_Task prompt_
Retype every record exactly as it appears.

[Dataset records]
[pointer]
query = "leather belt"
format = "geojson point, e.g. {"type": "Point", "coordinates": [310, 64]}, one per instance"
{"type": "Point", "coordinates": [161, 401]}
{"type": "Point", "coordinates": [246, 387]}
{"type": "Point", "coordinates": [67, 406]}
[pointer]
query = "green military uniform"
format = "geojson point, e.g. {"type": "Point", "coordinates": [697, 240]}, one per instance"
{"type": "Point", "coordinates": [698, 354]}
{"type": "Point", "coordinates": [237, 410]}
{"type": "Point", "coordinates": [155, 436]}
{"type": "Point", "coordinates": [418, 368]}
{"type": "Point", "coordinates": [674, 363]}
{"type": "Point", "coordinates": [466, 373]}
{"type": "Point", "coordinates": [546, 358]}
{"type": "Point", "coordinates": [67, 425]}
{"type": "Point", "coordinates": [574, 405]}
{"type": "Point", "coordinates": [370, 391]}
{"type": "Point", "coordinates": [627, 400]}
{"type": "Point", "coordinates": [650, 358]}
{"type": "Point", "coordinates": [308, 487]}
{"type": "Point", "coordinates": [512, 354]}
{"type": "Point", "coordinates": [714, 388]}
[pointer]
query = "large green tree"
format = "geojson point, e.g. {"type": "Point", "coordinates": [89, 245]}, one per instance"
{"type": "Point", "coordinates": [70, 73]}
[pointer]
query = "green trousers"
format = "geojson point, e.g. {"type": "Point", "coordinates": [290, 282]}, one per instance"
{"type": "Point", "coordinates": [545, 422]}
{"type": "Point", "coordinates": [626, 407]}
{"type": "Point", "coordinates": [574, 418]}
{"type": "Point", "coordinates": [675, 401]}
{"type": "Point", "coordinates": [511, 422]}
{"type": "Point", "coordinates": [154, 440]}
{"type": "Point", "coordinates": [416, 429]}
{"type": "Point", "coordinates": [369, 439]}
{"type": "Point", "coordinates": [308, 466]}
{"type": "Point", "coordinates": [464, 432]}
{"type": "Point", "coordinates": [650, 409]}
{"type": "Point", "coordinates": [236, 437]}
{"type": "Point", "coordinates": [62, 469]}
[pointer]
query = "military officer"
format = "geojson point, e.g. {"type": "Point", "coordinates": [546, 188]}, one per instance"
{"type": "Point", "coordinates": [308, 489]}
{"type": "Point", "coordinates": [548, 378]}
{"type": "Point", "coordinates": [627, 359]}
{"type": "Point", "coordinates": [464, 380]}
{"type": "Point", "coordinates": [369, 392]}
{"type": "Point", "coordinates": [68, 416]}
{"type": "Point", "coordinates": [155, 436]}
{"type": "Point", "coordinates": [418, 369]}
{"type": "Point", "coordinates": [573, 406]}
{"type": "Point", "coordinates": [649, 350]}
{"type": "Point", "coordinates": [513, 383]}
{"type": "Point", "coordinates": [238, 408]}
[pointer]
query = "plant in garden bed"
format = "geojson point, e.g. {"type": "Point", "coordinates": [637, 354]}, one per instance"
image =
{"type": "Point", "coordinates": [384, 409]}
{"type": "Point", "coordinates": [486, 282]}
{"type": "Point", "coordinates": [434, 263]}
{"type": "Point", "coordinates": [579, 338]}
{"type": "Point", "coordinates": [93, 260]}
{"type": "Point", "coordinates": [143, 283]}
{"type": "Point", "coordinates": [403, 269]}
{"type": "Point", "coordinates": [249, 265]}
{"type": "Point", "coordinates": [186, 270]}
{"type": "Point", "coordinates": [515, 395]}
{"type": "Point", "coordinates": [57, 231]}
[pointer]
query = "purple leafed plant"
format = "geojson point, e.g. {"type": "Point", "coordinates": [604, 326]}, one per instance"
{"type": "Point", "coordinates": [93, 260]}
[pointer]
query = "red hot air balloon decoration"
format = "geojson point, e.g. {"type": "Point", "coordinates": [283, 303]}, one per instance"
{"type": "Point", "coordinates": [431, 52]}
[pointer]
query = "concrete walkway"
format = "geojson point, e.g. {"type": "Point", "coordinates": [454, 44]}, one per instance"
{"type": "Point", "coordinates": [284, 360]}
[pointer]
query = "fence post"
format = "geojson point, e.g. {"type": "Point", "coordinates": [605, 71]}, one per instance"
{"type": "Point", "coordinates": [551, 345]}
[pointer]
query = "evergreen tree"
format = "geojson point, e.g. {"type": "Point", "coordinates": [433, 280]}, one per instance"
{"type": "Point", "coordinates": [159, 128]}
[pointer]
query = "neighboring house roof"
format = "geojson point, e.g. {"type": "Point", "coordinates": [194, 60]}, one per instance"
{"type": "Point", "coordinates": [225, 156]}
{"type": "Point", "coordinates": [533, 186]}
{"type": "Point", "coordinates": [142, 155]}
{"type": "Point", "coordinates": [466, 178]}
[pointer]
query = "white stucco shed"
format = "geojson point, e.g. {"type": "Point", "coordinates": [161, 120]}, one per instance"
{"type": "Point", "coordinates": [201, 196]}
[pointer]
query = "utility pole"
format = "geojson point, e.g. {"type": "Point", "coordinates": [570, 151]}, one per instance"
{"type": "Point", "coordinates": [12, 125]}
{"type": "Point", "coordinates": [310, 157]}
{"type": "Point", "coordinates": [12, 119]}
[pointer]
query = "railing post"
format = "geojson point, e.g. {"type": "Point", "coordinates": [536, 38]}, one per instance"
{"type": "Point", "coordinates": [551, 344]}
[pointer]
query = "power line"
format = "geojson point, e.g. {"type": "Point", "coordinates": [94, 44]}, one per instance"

_Answer box_
[pointer]
query = "leather belt"
format = "geojson point, e.g. {"type": "Point", "coordinates": [310, 64]}, one per instance"
{"type": "Point", "coordinates": [161, 401]}
{"type": "Point", "coordinates": [246, 387]}
{"type": "Point", "coordinates": [67, 406]}
[pointer]
query = "green military uniform"
format = "geojson point, e.g. {"type": "Point", "coordinates": [697, 240]}, one per instance"
{"type": "Point", "coordinates": [698, 354]}
{"type": "Point", "coordinates": [237, 410]}
{"type": "Point", "coordinates": [155, 436]}
{"type": "Point", "coordinates": [418, 368]}
{"type": "Point", "coordinates": [674, 363]}
{"type": "Point", "coordinates": [466, 373]}
{"type": "Point", "coordinates": [546, 358]}
{"type": "Point", "coordinates": [67, 425]}
{"type": "Point", "coordinates": [574, 405]}
{"type": "Point", "coordinates": [370, 391]}
{"type": "Point", "coordinates": [627, 400]}
{"type": "Point", "coordinates": [650, 358]}
{"type": "Point", "coordinates": [308, 487]}
{"type": "Point", "coordinates": [512, 354]}
{"type": "Point", "coordinates": [714, 388]}
[pointer]
query = "large green tree"
format = "geojson point, e.g. {"type": "Point", "coordinates": [89, 245]}, one per instance"
{"type": "Point", "coordinates": [70, 73]}
[pointer]
query = "green trousers"
format = "geojson point, e.g. {"type": "Point", "coordinates": [290, 282]}, one per instance"
{"type": "Point", "coordinates": [545, 422]}
{"type": "Point", "coordinates": [626, 407]}
{"type": "Point", "coordinates": [574, 418]}
{"type": "Point", "coordinates": [675, 401]}
{"type": "Point", "coordinates": [511, 422]}
{"type": "Point", "coordinates": [154, 440]}
{"type": "Point", "coordinates": [416, 429]}
{"type": "Point", "coordinates": [369, 439]}
{"type": "Point", "coordinates": [308, 466]}
{"type": "Point", "coordinates": [464, 432]}
{"type": "Point", "coordinates": [650, 409]}
{"type": "Point", "coordinates": [236, 437]}
{"type": "Point", "coordinates": [62, 469]}
[pointer]
query = "military officer"
format = "geojson point, e.g. {"type": "Point", "coordinates": [546, 188]}, one per instance"
{"type": "Point", "coordinates": [308, 489]}
{"type": "Point", "coordinates": [548, 378]}
{"type": "Point", "coordinates": [627, 359]}
{"type": "Point", "coordinates": [464, 380]}
{"type": "Point", "coordinates": [369, 392]}
{"type": "Point", "coordinates": [68, 416]}
{"type": "Point", "coordinates": [155, 436]}
{"type": "Point", "coordinates": [418, 369]}
{"type": "Point", "coordinates": [573, 406]}
{"type": "Point", "coordinates": [649, 350]}
{"type": "Point", "coordinates": [513, 383]}
{"type": "Point", "coordinates": [238, 408]}
[pointer]
query = "plant in garden bed"
format = "geojson point, e.g. {"type": "Point", "coordinates": [637, 354]}, one per instance"
image =
{"type": "Point", "coordinates": [384, 409]}
{"type": "Point", "coordinates": [486, 282]}
{"type": "Point", "coordinates": [434, 263]}
{"type": "Point", "coordinates": [579, 338]}
{"type": "Point", "coordinates": [93, 260]}
{"type": "Point", "coordinates": [143, 283]}
{"type": "Point", "coordinates": [403, 269]}
{"type": "Point", "coordinates": [249, 265]}
{"type": "Point", "coordinates": [186, 270]}
{"type": "Point", "coordinates": [515, 395]}
{"type": "Point", "coordinates": [57, 231]}
[pointer]
query = "purple leafed plant"
format = "geojson point, e.g. {"type": "Point", "coordinates": [604, 326]}, one per instance"
{"type": "Point", "coordinates": [93, 260]}
[pointer]
query = "red hot air balloon decoration"
format = "geojson point, e.g. {"type": "Point", "coordinates": [283, 303]}, one per instance"
{"type": "Point", "coordinates": [431, 52]}
[pointer]
query = "concrete walkway"
format = "geojson point, e.g. {"type": "Point", "coordinates": [454, 44]}, one per instance"
{"type": "Point", "coordinates": [284, 360]}
[pointer]
query = "fence post"
format = "geojson point, e.g. {"type": "Point", "coordinates": [605, 71]}, one per instance"
{"type": "Point", "coordinates": [551, 345]}
[pointer]
query = "evergreen tree"
format = "geojson point, e.g. {"type": "Point", "coordinates": [433, 280]}, one per instance"
{"type": "Point", "coordinates": [159, 128]}
[pointer]
query = "neighboring house roof"
format = "geojson point, e.g. {"type": "Point", "coordinates": [194, 60]}, one per instance"
{"type": "Point", "coordinates": [225, 156]}
{"type": "Point", "coordinates": [533, 186]}
{"type": "Point", "coordinates": [142, 155]}
{"type": "Point", "coordinates": [466, 178]}
[pointer]
query = "white stucco shed"
format = "geojson point, e.g. {"type": "Point", "coordinates": [161, 120]}, one per instance"
{"type": "Point", "coordinates": [201, 196]}
[pointer]
query = "utility pole"
format = "geojson point, e.g. {"type": "Point", "coordinates": [570, 151]}, one per instance"
{"type": "Point", "coordinates": [12, 125]}
{"type": "Point", "coordinates": [310, 157]}
{"type": "Point", "coordinates": [12, 119]}
[pointer]
query = "railing post"
format = "geojson point, e.g. {"type": "Point", "coordinates": [536, 38]}, one per instance"
{"type": "Point", "coordinates": [551, 344]}
[pointer]
query = "power line"
format = "geojson point, e.g. {"type": "Point", "coordinates": [94, 44]}, one per instance"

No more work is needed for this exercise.